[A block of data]
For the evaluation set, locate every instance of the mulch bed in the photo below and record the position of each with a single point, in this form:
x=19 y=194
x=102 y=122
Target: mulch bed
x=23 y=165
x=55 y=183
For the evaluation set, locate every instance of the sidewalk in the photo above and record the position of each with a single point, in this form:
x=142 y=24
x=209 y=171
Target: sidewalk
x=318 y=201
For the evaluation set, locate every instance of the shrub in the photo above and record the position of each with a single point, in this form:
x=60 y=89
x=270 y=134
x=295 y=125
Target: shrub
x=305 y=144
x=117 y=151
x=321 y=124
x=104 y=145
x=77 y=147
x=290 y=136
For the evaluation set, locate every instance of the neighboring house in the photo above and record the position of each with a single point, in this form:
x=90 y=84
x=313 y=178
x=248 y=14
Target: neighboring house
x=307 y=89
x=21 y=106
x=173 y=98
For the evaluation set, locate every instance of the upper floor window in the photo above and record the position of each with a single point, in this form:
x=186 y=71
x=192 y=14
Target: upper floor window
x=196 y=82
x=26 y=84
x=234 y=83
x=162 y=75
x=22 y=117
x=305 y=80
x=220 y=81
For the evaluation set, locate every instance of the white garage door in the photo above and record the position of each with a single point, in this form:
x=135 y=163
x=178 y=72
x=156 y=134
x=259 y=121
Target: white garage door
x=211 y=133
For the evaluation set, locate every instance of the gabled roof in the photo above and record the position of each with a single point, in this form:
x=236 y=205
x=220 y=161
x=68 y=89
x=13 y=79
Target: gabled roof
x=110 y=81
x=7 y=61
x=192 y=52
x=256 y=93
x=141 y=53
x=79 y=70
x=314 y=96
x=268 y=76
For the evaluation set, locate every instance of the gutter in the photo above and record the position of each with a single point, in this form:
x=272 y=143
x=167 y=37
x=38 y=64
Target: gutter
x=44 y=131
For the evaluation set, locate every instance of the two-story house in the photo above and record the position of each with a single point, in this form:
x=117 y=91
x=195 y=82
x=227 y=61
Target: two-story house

| EXERCISE |
Transcribe each record exactly. Leave nothing out.

| FINISHED TASK |
For the evaluation set, locate every instance of the mulch bed in the photo below and record the position of each with a single point, in this form:
x=19 y=194
x=102 y=122
Target: mulch bed
x=23 y=165
x=55 y=183
For the evaluation set, locate every instance of the sidewalk in the photo above and record the position of each with a single point, in this form:
x=142 y=24
x=209 y=171
Target: sidewalk
x=318 y=201
For the evaluation set, locate every instance of the shrub in the photo above and record the position of each with a single point, in this form:
x=60 y=89
x=270 y=134
x=295 y=125
Target: shrub
x=305 y=144
x=117 y=151
x=321 y=124
x=104 y=145
x=77 y=147
x=290 y=136
For the evaluation set, locate every instance of the neighboring house in the photo above and record the position of each with a single point, in this form:
x=90 y=84
x=313 y=178
x=248 y=14
Target: neighboring house
x=307 y=89
x=21 y=106
x=173 y=98
For the evaluation set, locate every instance of the upper floor window in the photo above and record the position of each with a single point, in this form:
x=186 y=71
x=192 y=14
Target: upper floor window
x=196 y=82
x=26 y=84
x=234 y=83
x=162 y=75
x=22 y=117
x=305 y=80
x=220 y=81
For the evaluation set, locate every instance of the white garage door in the photo above and record the position of each with a single point, in this form:
x=135 y=163
x=178 y=72
x=156 y=134
x=259 y=121
Target: white garage door
x=211 y=133
For the evaluation set, locate every instance of the gabled roof in the photo above and record the position of each with a single point, in this form:
x=236 y=205
x=220 y=161
x=68 y=89
x=13 y=79
Target: gabled roof
x=110 y=81
x=7 y=61
x=192 y=52
x=256 y=93
x=141 y=53
x=79 y=70
x=314 y=96
x=268 y=76
For the evaluation set, locate every instance of the gutter in the photo above and record the position of each with a single point, in this form:
x=272 y=143
x=167 y=37
x=38 y=64
Target: gutter
x=44 y=131
For the evaluation set, locate every instance of the two-story house in the photo above and record the position of each with a single point, in this form:
x=117 y=91
x=195 y=82
x=227 y=61
Target: two-story house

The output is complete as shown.